Natural-language object grounding data
::::::::::
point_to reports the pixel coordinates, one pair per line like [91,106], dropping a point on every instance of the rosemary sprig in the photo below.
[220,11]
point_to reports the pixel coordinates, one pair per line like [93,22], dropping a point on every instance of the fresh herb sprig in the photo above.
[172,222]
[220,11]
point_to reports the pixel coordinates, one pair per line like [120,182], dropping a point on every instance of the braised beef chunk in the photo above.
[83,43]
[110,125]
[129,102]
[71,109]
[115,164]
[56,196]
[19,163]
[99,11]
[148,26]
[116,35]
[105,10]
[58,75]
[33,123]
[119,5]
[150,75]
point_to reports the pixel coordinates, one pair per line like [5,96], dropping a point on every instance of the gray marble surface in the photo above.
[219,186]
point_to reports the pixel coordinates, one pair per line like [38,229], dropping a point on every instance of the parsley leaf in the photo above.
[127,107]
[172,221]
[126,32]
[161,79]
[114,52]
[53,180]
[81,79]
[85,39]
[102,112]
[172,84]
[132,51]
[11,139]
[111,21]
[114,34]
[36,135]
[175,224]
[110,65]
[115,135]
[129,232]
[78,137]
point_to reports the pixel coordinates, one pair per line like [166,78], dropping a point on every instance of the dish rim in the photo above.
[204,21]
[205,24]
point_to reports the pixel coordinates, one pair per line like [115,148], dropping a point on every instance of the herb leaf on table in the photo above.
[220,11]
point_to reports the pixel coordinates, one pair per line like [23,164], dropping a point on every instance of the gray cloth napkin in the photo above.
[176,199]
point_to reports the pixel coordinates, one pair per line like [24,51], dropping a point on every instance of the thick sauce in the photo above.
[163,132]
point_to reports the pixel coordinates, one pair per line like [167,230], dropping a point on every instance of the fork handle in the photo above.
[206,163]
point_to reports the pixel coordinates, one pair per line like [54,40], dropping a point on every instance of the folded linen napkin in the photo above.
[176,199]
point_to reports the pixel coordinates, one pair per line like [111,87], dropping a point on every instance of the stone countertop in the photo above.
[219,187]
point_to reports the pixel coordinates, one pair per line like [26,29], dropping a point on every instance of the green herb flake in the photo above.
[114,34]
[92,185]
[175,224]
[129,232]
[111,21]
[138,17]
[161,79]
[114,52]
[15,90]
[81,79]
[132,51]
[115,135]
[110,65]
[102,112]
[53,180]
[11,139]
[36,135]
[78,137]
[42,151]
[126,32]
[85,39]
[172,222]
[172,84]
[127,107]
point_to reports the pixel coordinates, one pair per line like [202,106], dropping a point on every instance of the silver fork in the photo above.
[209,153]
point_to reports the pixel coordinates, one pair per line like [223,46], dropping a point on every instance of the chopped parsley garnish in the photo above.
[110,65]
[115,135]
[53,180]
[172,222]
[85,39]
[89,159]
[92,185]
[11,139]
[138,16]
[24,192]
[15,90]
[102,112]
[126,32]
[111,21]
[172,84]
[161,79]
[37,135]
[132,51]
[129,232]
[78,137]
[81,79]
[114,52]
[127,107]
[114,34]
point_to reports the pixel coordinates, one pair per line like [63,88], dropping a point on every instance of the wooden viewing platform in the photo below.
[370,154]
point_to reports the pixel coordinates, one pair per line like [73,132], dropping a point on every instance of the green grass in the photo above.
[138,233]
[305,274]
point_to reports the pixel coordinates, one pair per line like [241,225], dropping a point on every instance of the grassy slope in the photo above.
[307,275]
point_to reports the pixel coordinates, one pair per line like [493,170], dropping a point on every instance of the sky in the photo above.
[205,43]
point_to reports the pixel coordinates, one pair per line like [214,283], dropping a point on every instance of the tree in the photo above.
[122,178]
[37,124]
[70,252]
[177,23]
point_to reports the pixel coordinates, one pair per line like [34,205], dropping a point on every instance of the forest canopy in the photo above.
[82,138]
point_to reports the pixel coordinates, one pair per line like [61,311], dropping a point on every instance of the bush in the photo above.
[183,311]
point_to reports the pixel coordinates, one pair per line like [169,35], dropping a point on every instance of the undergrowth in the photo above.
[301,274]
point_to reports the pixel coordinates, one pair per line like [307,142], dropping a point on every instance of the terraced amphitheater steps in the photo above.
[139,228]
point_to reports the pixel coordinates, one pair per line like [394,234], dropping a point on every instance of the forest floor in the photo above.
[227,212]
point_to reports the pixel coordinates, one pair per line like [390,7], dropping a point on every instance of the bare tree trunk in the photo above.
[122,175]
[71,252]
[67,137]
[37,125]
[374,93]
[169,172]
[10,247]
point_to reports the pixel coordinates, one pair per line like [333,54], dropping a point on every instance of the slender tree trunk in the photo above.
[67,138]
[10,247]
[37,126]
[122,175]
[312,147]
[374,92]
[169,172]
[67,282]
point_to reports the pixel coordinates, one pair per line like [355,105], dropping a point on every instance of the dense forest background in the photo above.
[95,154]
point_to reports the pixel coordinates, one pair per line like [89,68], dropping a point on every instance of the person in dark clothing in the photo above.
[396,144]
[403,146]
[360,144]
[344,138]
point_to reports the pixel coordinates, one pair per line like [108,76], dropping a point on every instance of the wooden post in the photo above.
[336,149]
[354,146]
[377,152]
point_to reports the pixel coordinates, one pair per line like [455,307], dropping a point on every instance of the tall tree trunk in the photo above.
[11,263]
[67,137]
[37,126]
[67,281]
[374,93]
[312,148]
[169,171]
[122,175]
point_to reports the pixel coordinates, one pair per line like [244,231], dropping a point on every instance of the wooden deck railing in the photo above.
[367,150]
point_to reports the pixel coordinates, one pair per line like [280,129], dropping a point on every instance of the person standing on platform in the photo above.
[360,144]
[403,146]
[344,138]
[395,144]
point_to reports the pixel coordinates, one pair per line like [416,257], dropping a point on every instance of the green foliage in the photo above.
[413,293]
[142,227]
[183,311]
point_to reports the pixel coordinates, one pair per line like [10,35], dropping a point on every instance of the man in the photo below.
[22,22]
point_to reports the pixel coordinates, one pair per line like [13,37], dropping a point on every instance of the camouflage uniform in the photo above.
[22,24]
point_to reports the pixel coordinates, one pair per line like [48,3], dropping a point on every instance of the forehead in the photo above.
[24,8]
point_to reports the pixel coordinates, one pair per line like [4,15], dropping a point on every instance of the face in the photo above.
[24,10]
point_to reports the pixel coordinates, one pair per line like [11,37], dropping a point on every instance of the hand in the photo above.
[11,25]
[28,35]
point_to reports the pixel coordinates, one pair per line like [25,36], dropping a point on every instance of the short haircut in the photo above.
::::::::::
» EXERCISE BRIEF: Nothing in the records may change; output all of them exactly.

» WRITTEN SOLUTION:
point_to reports the pixel coordinates, one pair per line like [91,106], dropping a point on every instance of the rosemary sprig in the photo below.
[220,11]
point_to reports the pixel coordinates, one pair per line like [93,22], dropping a point on every instance of the fresh herb sprig in the photo above.
[172,222]
[220,11]
point_to reports the pixel coordinates, one pair per line like [120,182], dropping a point on every instance of the braised beef chunk in the photo above.
[83,43]
[110,125]
[129,102]
[71,109]
[115,164]
[56,196]
[19,163]
[99,11]
[148,26]
[116,35]
[105,10]
[58,75]
[33,123]
[119,5]
[150,75]
point_to reports the pixel coordinates, one pair per line like [5,96], dropping a point on every instance of the gray marble surface in the photo above.
[219,186]
point_to reports the pixel coordinates, one pair per line like [38,229], dropping a point on every instance of the parsley leaf in the photo above.
[127,107]
[172,221]
[126,32]
[161,79]
[114,52]
[53,180]
[81,79]
[85,39]
[102,112]
[172,84]
[132,51]
[11,139]
[111,21]
[114,34]
[36,135]
[175,224]
[110,65]
[115,135]
[129,232]
[78,137]
point_to reports the pixel coordinates, one pair per line like [166,78], dropping a point on every instance of the dish rim in the photo above.
[204,21]
[205,24]
point_to reports the pixel coordinates, one pair per line like [115,148], dropping a point on every instance of the herb leaf on table in the photo above.
[220,11]
point_to reports the pixel coordinates, one pair per line like [23,164], dropping a point on every instance of the gray cloth napkin in the photo above.
[176,199]
point_to reports the pixel coordinates, one pair per line like [24,51], dropping a point on every instance of the thick sauce in the photo above.
[163,132]
point_to reports the pixel coordinates, one pair per line like [167,230], dropping a point on every instance of the fork handle in the photo above.
[206,163]
point_to reports the pixel coordinates, one pair per line like [54,40], dropping a point on every instance of the folded linen napkin in the photo above.
[176,199]
point_to reports the pixel coordinates, one pair per line like [111,87], dropping a point on every instance of the stone countertop in the photo above.
[219,187]
point_to reports the pixel coordinates, one pair per line like [26,29], dropping a point on every instance of the green herb flake in the photo above.
[114,34]
[92,185]
[175,224]
[129,232]
[111,21]
[138,17]
[161,79]
[114,52]
[15,90]
[81,79]
[132,51]
[115,135]
[110,65]
[102,112]
[53,180]
[11,139]
[36,135]
[78,137]
[42,151]
[126,32]
[85,39]
[172,222]
[172,84]
[127,107]
point_to reports the pixel coordinates, one pair per line like [202,106], dropping a point on every instance of the silver fork in the photo above.
[209,153]
point_to reports the pixel coordinates, one pair per line like [223,46], dropping a point on every instance of the chopped parsley garnish in the photo above.
[110,65]
[115,135]
[53,180]
[172,222]
[85,39]
[89,159]
[92,185]
[11,139]
[138,16]
[24,192]
[15,90]
[102,112]
[126,32]
[111,21]
[172,84]
[161,79]
[37,135]
[132,51]
[129,232]
[78,137]
[81,79]
[114,52]
[127,107]
[114,34]
point_to reports the pixel coordinates, one pair per line like [63,88], dropping a point on every instance of the wooden viewing platform in the photo below.
[370,154]
point_to reports the pixel coordinates, one pair per line like [73,132], dropping a point on every instance of the green grass in the photo above.
[138,233]
[305,274]
point_to reports the pixel coordinates, one pair per line like [241,225], dropping a point on every instance of the grassy slope in the photo above.
[307,275]
point_to reports the pixel coordinates, one pair per line like [493,170], dropping a point on every instance of the sky in the photo above.
[205,43]
point_to reports the pixel coordinates, one pair per line like [214,283], dropping a point on every instance of the tree in the photo above.
[122,178]
[37,124]
[70,252]
[177,23]
point_to reports the pixel coordinates, one pair per line like [34,205], dropping a point on every instance of the forest canopy in the photo above.
[82,138]
point_to reports the pixel coordinates, one pair per line like [61,311], dropping a point on every instance of the bush in the photo above.
[183,311]
point_to reports the pixel coordinates, one pair per line like [169,35], dropping a point on every instance of the undergrowth in the photo above.
[301,274]
point_to reports the pixel coordinates, one pair per line like [307,142], dropping a point on every instance of the terraced amphitheater steps in the photo above.
[139,228]
point_to reports the pixel coordinates, one pair per line like [394,234], dropping a point on every instance of the forest floor in the photo above.
[227,212]
point_to reports the pixel coordinates, one pair per line like [390,7], dropping a point on every instance of the bare tree trunk in the photo above.
[122,175]
[71,252]
[67,137]
[37,125]
[374,93]
[169,172]
[10,247]
point_to reports the pixel coordinates, one pair per line like [333,54], dropping a point on every instance of the slender tree trunk in the photo above.
[67,138]
[10,247]
[37,126]
[122,175]
[312,147]
[374,92]
[169,172]
[67,282]
point_to reports the pixel coordinates, one pair per line like [355,105], dropping a point on every instance of the dense forest background in the photo above.
[95,154]
point_to reports the pixel coordinates, one pair per line like [89,68], dropping a point on every instance of the person in dark clothing in the photo above.
[396,144]
[403,146]
[360,144]
[344,138]
point_to reports the pixel coordinates, one pair per line like [108,76], dropping a point on every instance of the wooden post in the photo above.
[336,149]
[354,146]
[377,152]
point_to reports the pixel coordinates, one pair per line like [455,307], dropping a point on every instance of the tall tree trunk in the photo above.
[11,263]
[67,137]
[37,126]
[67,281]
[374,93]
[312,148]
[169,171]
[122,175]
point_to reports the pixel coordinates, one pair per line like [244,231], dropping a point on every instance of the wooden deck railing in the photo above.
[367,150]
point_to reports the pixel coordinates, one pair per line like [280,129], dropping a point on every instance of the person standing on platform in the photo above.
[360,144]
[403,146]
[344,138]
[395,144]
point_to reports the pixel coordinates, one pair per line like [416,257], dropping a point on every instance of the green foliage in the photo above.
[413,293]
[142,227]
[183,311]
point_to reports the pixel coordinates, one pair per line like [10,35], dropping a point on every instance of the man in the photo below.
[22,22]
point_to reports the pixel coordinates, one pair per line like [13,37], dropping a point on every instance of the camouflage uniform in the photo above.
[22,24]
point_to reports the pixel coordinates, one pair per line like [48,3], dropping a point on every instance of the forehead in the photo above.
[24,8]
point_to reports the pixel coordinates, one pair per line like [4,15], dropping a point on every instance of the face in the photo above.
[24,10]
point_to reports the pixel coordinates, one pair per line like [11,37], dropping a point on every instance of the hand in the photo above.
[11,25]
[28,35]
point_to reports the pixel coordinates, one pair per line like [25,36], dropping a point on every instance of the short haircut in the photo above.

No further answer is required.